Each couple performed two routines. Couples are listed in the order they performed.

| Couple | Scores | Dance | Music | Result |
| Rob & Alana | 24 (8, 8, 8) | Cha-cha-cha | "Funkytown" — Lipps Inc | Safe |
| 26 (9, 9, 8) | Tango | "Original Sin" — INXS |
| Esther & Brendon | 17 (6, 6, 5) | Jive | "White Wedding" — Billy Idol | Eliminated |
| 20 (6, 7, 7) | Viennese waltz | "Blue Eyes" — Elton John |
| David & Liza | 11 (3, 4, 4) | Samba | "Come On Eileen" — Dexy's Midnight Runners | Safe |
| 15 (3, 6, 6) | Quickstep | "Don't Get Me Wrong" — The Pretenders |
| Tamara & Carmelo | 23 (7, 8, 8) | Foxtrot | "Private Dancer" — Tina Turner | Safe |
| 27 (9, 9, 9) | Jive | "Dancing In The Dark" — Bruce Springsteen |
| Alex & Arsen | 24 (8, 8, 8) | Quickstep | "Walking On Sunshine" — Katrina & The Waves | Bottom two |
| 22 (8, 7, 7) | Cha-cha-cha | "Material Girl" — Madonna |
| George & Luda | 19 (5, 6, 8) | Salsa | "You Spin Me Round (Like a Record)" — Dead or Alive | Safe |
| 24 (8, 8, 8) | Foxtrot | "If You Leave" — Orchestral Manoeuvres in the Dark |

=== Week 8 ===
Week 8: The first perfect score of the season was awarded to Tamara and Carmelo for their salsa, topping the leader board with 56/60 at the end of the night. David and Liza once again were at the bottom with 36/60 for their two dances. For the first time in 10 seasons of the Australian version of the show, David Wirrpanda voluntarily left the competition, receiving the lowest score of the competition for 8 out of his 10 dances.

Each couple performed two routines. Couples are listed in the order they performed.

| Couple | Scores | Dance | Music | Result |
| George & Luda | 21 (7, 7, 7) | Jive | "Baby I'm Getting Better" — Gyroscope | Safe |
| 23 (7, 8, 8) | Viennese waltz | "That's Amore" — Dean Martin |
| Rob & Alana | 25 (9, 8, 8) | Paso doble | "Barracuda" — Heart | Bottom two |
| 27 (9, 9, 9) | Quickstep | "Town Called Malice" — The Jam |
| Alex & Arsen | 24 (8, 8, 8) | Samba | "Hip Hip Chin Chin" — Club des Belugas | Bottom two |
| 23 (7, 8, 8) | Tango | "Tainted Love" — Soft Cell |
| David & Liza | 19 (6, 6, 7) | Aussie Smooth | "Missing You" — John Waite | Withdrew |
| 17 (5, 6, 6) | Cha-cha-cha | "If I Had You" — Adam Lambert |
| Tamara & Carmelo | 30 (10, 10, 10) | Salsa | "Oye!" — Gloria Estefan | Safe |
| 26 (8, 9, 9) | Viennese waltz | "Fallin'" — Alicia Keys |

=== Week 9 ===
Week 9: Each couple performed a dance chosen by the judges as a redemption dance. After the first round, Rob and Alana were in first place with 28/30, with Alex and Arsen in last place with 17/30. Each couple then performed a segue dance, with both Tamara and Carmello and Rob and Alana receiving 28/30, and George and Luda and Alex and Arsen receiving 24/30. Australian performer Vanessa Amorosi performed her new song Holiday which was accompanied by a dance by some of the professional cast. All four couples participated in a Swing Dance Off, with the winner receiving 10 points added to their final score. Tamara and Carmelo won the 10 points and won first place for the night, with a total of 65/70. Rob and Alana were in the bottom two with George and Luda. George Houvardas was eliminated.
====================
In the first table of the dance competition text above, list every couple whose result is shown as "Safe."
====================
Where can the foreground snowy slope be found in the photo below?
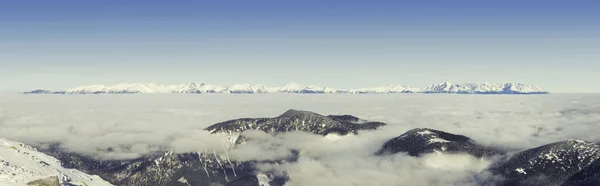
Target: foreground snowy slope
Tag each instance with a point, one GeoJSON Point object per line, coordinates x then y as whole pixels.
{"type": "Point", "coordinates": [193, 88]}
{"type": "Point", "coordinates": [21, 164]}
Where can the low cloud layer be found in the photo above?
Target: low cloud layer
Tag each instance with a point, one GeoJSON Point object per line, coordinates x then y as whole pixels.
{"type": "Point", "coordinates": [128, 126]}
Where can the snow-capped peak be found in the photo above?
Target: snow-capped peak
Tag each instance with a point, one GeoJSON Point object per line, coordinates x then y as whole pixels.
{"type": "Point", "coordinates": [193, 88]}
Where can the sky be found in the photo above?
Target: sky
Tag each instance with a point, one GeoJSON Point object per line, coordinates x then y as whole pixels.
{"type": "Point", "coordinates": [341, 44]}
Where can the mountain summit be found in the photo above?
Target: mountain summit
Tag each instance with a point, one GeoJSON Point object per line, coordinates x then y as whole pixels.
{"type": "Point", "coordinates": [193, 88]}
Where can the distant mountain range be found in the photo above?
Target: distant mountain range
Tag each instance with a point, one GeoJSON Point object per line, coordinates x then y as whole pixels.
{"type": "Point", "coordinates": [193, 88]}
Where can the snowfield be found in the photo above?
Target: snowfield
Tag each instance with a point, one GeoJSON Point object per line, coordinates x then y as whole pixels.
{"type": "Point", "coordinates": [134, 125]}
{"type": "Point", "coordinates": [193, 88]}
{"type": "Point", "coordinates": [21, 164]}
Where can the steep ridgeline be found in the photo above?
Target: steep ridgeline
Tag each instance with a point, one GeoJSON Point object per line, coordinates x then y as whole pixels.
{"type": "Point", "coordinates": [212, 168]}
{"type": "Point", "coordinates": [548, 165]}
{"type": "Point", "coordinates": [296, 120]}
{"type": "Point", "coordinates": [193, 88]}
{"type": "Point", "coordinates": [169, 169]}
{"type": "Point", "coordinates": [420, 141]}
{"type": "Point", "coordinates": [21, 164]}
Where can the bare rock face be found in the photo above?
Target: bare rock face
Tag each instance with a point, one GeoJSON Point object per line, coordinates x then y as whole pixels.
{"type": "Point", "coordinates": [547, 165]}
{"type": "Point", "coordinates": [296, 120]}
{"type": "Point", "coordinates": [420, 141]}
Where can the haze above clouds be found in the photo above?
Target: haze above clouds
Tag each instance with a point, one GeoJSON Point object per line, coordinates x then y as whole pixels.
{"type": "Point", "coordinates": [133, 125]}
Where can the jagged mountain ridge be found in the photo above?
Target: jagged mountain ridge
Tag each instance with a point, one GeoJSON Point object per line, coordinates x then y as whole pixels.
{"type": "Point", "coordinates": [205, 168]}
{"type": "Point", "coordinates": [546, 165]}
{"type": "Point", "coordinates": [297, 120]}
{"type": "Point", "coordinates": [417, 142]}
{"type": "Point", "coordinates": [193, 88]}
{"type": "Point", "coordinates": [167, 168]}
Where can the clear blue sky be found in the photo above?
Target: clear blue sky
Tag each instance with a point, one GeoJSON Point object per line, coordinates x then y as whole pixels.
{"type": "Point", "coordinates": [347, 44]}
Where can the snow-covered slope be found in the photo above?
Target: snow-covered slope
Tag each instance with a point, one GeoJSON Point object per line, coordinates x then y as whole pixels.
====================
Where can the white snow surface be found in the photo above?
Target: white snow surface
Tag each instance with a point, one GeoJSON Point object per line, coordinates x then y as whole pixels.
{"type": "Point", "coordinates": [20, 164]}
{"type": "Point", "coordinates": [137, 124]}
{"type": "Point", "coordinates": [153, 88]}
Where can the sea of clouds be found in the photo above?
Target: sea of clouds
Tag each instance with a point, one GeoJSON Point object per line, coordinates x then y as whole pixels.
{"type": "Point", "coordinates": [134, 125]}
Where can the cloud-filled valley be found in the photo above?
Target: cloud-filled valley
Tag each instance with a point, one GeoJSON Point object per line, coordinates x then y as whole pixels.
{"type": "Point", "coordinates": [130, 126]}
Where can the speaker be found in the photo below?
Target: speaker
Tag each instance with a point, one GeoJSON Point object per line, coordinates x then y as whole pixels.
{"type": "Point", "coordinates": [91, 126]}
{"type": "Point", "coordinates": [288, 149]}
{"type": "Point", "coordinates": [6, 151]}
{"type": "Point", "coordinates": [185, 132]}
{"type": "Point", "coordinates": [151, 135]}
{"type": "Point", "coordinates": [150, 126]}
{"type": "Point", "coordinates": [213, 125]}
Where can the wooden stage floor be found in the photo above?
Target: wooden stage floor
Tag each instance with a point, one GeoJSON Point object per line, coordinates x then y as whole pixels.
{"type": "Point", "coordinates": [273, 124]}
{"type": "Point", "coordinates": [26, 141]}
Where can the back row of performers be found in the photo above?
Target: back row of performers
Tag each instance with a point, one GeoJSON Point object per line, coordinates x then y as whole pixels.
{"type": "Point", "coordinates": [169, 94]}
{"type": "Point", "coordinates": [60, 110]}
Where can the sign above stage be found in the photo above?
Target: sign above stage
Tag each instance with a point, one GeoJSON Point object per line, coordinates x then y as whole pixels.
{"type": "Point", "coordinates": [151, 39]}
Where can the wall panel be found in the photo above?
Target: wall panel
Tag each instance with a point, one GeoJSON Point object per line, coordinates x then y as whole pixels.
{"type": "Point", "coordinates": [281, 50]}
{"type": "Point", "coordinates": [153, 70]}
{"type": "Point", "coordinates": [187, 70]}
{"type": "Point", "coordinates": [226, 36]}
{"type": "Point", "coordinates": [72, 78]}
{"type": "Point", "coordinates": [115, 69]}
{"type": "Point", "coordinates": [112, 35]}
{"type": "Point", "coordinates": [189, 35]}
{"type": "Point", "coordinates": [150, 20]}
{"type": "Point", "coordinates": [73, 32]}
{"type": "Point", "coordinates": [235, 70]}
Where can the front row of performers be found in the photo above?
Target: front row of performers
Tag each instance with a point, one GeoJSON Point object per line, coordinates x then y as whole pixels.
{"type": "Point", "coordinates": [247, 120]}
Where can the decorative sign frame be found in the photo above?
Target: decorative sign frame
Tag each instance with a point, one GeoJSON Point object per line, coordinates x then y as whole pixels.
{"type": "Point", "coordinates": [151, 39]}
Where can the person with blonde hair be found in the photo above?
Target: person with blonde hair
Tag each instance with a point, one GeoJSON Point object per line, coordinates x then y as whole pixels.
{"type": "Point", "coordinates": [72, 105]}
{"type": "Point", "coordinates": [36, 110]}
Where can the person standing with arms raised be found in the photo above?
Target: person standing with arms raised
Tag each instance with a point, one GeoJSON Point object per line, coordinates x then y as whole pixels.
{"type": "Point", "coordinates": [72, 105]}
====================
Completed task: Rob & Alana, David & Liza, Tamara & Carmelo, George & Luda